◆ **EXERCISE**: Reproduce everything from the line containing "molding in the photo above." down through the last line of the material, with no line altered.

◆ **RECORD EXCERPTS**:
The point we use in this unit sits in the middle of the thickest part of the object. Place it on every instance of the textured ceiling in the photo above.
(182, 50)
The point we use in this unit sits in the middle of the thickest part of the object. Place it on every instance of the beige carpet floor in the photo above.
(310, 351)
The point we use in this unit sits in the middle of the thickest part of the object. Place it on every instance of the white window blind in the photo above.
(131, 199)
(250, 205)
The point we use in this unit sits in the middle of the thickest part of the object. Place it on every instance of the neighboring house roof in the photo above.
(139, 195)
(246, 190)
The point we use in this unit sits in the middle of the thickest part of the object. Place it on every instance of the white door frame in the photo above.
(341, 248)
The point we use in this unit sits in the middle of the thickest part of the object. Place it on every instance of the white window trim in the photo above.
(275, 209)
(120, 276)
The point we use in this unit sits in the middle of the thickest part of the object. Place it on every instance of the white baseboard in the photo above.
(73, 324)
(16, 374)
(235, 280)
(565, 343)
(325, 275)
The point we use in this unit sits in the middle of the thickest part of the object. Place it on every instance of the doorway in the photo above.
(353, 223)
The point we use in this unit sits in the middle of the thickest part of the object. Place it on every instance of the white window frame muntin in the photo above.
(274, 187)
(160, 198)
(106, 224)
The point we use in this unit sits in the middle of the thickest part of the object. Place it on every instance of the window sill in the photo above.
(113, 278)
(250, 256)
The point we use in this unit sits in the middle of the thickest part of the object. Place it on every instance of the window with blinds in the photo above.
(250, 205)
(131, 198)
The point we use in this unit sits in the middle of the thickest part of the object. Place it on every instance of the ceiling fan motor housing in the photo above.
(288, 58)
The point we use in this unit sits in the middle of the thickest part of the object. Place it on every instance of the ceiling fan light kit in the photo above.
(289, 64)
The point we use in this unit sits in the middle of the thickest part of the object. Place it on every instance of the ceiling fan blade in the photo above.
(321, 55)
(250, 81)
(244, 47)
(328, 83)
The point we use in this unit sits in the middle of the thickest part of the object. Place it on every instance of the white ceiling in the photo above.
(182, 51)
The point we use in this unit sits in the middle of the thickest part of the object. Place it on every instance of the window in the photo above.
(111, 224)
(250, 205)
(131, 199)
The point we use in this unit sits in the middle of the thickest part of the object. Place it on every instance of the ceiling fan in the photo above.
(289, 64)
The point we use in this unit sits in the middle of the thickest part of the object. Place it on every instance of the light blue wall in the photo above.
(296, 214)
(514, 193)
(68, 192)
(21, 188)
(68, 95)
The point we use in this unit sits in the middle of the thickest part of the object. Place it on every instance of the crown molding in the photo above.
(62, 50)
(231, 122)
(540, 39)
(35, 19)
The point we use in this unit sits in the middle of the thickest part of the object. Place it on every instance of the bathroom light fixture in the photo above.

◆ **RESPONSE BELOW**:
The point we use in this unit sits in the middle of the thickest part of the object. Place it on every instance of the crown molding in the photo above.
(62, 50)
(231, 122)
(540, 39)
(35, 19)
The point we use in this unit sits in the middle of the thickest part of the object. Place it on every instance of the bathroom light fixture in the photo above.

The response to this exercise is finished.